_Written request:_ Reproduce each of the following lines word for word, leaving every character unchanged.

_Source data:_
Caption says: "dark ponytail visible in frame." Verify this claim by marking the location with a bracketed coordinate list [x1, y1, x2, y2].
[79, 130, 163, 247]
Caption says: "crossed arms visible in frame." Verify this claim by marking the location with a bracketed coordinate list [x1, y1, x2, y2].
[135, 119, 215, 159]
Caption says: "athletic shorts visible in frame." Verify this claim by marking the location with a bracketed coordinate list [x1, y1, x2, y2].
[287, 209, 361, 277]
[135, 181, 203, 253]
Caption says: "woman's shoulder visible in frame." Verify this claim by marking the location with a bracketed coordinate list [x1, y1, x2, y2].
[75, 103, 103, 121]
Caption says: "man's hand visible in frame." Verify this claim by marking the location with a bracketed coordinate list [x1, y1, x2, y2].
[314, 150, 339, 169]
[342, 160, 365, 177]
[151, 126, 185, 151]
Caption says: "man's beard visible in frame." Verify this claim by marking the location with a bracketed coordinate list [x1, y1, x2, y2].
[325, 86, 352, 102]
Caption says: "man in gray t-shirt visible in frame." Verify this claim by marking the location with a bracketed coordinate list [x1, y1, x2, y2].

_Reply to the task:_
Caption says: "dark ponytail visible in frame." Verify this claim by marking the location with a bracketed coordinate list [x1, y1, x2, y2].
[79, 130, 163, 247]
Caption says: "crossed arms visible in frame." Verify this claim by marking the location with a bracketed coordinate list [x1, y1, x2, y2].
[135, 119, 215, 159]
Caption says: "athletic shorts visible in frame." Verify this claim by marking the location with a bracketed coordinate list [x1, y1, x2, y2].
[287, 209, 361, 277]
[135, 181, 203, 253]
Caption says: "woman's shoulder visible in frame." Verify this claim by marking the location with a bracketed coordinate list [x1, y1, x2, y2].
[75, 103, 103, 121]
Caption says: "man's hand visible in frame." Verify this claim by marking the location with a bracketed coordinate list [x1, y1, x2, y2].
[314, 150, 339, 169]
[342, 160, 365, 177]
[151, 126, 185, 151]
Caption says: "man's beard visible in frame." Verify this claim by marking the location with a bracketed coordinate list [x1, y1, x2, y2].
[325, 86, 352, 102]
Caption says: "man in gray t-shirt visible in frame." Verify this claim by marking the location with a bracketed coordinate list [x1, y1, x2, y2].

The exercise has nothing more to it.